• **Stated task**
Swap every "marker" in the rows below for "pin", and write the rows out again with everything else unchanged.

• **Provided records**
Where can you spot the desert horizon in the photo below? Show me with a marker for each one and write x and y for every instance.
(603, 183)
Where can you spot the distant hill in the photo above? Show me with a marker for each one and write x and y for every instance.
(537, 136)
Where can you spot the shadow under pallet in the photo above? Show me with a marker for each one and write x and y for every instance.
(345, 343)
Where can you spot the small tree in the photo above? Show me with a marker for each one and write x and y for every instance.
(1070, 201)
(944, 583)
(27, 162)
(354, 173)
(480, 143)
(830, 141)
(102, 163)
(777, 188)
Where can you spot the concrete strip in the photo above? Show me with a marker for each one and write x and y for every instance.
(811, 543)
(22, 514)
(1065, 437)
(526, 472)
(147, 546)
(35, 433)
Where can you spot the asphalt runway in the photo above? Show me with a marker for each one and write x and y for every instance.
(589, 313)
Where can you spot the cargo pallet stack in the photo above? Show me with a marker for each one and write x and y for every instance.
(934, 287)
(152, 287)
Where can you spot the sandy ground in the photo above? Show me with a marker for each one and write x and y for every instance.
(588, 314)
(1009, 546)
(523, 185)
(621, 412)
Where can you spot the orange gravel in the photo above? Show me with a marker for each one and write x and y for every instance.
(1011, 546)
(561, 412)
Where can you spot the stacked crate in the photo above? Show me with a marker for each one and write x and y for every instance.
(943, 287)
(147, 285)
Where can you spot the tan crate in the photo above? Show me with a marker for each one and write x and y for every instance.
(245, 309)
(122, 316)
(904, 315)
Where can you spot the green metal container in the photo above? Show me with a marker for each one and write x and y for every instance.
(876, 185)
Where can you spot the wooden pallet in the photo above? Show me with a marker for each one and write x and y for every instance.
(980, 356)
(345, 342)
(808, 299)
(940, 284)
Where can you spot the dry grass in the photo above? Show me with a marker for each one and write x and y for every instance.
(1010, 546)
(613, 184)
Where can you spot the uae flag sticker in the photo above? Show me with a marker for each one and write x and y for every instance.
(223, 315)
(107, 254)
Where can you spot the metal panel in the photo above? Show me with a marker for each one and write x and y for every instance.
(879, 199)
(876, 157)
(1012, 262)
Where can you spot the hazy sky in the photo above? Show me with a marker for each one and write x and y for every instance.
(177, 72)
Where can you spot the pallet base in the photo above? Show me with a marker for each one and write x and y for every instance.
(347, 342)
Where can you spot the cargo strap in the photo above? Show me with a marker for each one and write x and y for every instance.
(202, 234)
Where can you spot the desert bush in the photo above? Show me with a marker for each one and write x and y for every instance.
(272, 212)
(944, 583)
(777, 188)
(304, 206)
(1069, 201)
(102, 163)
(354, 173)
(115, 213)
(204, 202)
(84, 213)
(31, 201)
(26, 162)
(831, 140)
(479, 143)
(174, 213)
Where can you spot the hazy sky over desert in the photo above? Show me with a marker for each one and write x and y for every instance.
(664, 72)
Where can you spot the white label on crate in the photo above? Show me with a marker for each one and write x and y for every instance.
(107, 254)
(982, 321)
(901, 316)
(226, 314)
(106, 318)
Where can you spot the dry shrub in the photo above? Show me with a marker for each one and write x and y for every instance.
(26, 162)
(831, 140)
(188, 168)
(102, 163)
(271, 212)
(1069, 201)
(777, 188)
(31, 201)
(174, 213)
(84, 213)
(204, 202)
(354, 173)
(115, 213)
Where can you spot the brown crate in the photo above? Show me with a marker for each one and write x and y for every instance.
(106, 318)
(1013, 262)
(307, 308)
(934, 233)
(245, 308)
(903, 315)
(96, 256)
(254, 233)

• **Exercise result**
Where can you spot the desert horizon in the photo below? Show me with a pin for each one and write x and y for every instance.
(603, 183)
Where can you spot the distant hill in the photo above? Show me with a pin for each one and write x and y for every instance.
(537, 136)
Where can you spot the shadow under pallet in the photo above? Show me with a pin for each one and write x and y for every instance.
(345, 343)
Where can you spot the small tree in the photo above? Show me with a pin for each one and write x and y for every instance.
(1070, 201)
(944, 583)
(27, 162)
(354, 173)
(480, 143)
(830, 141)
(102, 163)
(777, 188)
Where can you spot the concrete strip in the photo above? Show me with a pin for each one and write x and y for every instance.
(811, 543)
(22, 514)
(1065, 437)
(526, 472)
(147, 546)
(35, 433)
Where can you spot the asphalt runway in the photo above? Show me with a pin for each one and write x and y for every instance.
(589, 313)
Where can you spot the cargo pallet stack in the photo above? Show me with a pin for each one and write x and y for every instance.
(934, 287)
(152, 287)
Where can you spot the sandy ground in the photo above? Show me with a pin for each one and write x and y for every instance.
(588, 314)
(1009, 546)
(523, 185)
(621, 412)
Where can you spot the orange gravel in the photo above? Show me with a pin for each one and write x and y for every instance.
(1011, 546)
(561, 412)
Where can you spot the stacked crate in the photo above? Show me with a pin for each one and write x and y for every instance.
(943, 287)
(147, 285)
Where can you spot the tan crate in the photo above? Show me with a pin for each one and write x and y for every instance.
(245, 309)
(122, 316)
(904, 315)
Where can you spot the green metal container in the photo above? Show me with a pin for each one and write x and y for every instance.
(876, 185)
Where can you spot the wooden pallet in the photo above? Show me with a pin for each one and write x and y for every instance.
(980, 356)
(345, 342)
(808, 299)
(940, 284)
Where can you spot the dry grass in the photo above? Show me with a pin for each one and write x and y for every instance.
(1010, 546)
(613, 184)
Where can you spot the uae flag sticker in the photo above? Show me with a pin for each one and write x and y for every instance.
(223, 315)
(107, 254)
Where can you spot the metal panel in the photo above? Show me with a pin for each one and write x and y for every instance.
(879, 199)
(876, 157)
(1012, 262)
Where can you spot the hazy sky in the photo above? Show me with a pin for each one and write x and y for every instance.
(177, 72)
Where can you spot the pallet base in the photo above? Show me with a pin for each one and write x and y for every instance.
(347, 342)
Where can you spot the cargo strap in the photo above? Show me with a pin for each one and write x and y for every instance.
(202, 234)
Where can you spot the desert bush in the photo above? Show me with a pin for each one and write x and y for every instance.
(272, 212)
(944, 583)
(777, 188)
(304, 206)
(1069, 201)
(102, 163)
(354, 173)
(115, 213)
(204, 202)
(84, 213)
(31, 201)
(26, 162)
(831, 140)
(479, 143)
(174, 213)
Where can you spot the hazy sky over desert in the photo above? Show me with a pin for each one and write x and y for every instance.
(664, 72)
Where can you spot the white label on crate in the photo above? Show me with a pin for each one and write x and y for every instance.
(107, 254)
(982, 321)
(901, 316)
(226, 314)
(106, 318)
Where can you spot the dry shrub in the photo above? Show me with a pin for each one and write x and y for every instance.
(26, 162)
(831, 140)
(188, 168)
(102, 163)
(271, 212)
(1069, 201)
(777, 188)
(31, 201)
(174, 213)
(84, 213)
(204, 202)
(354, 173)
(115, 213)
Where can you spot the brown crate in the photo above? Show me with a pin for each one and write x and y for every instance.
(106, 318)
(1013, 262)
(307, 308)
(934, 233)
(245, 308)
(903, 315)
(96, 256)
(254, 233)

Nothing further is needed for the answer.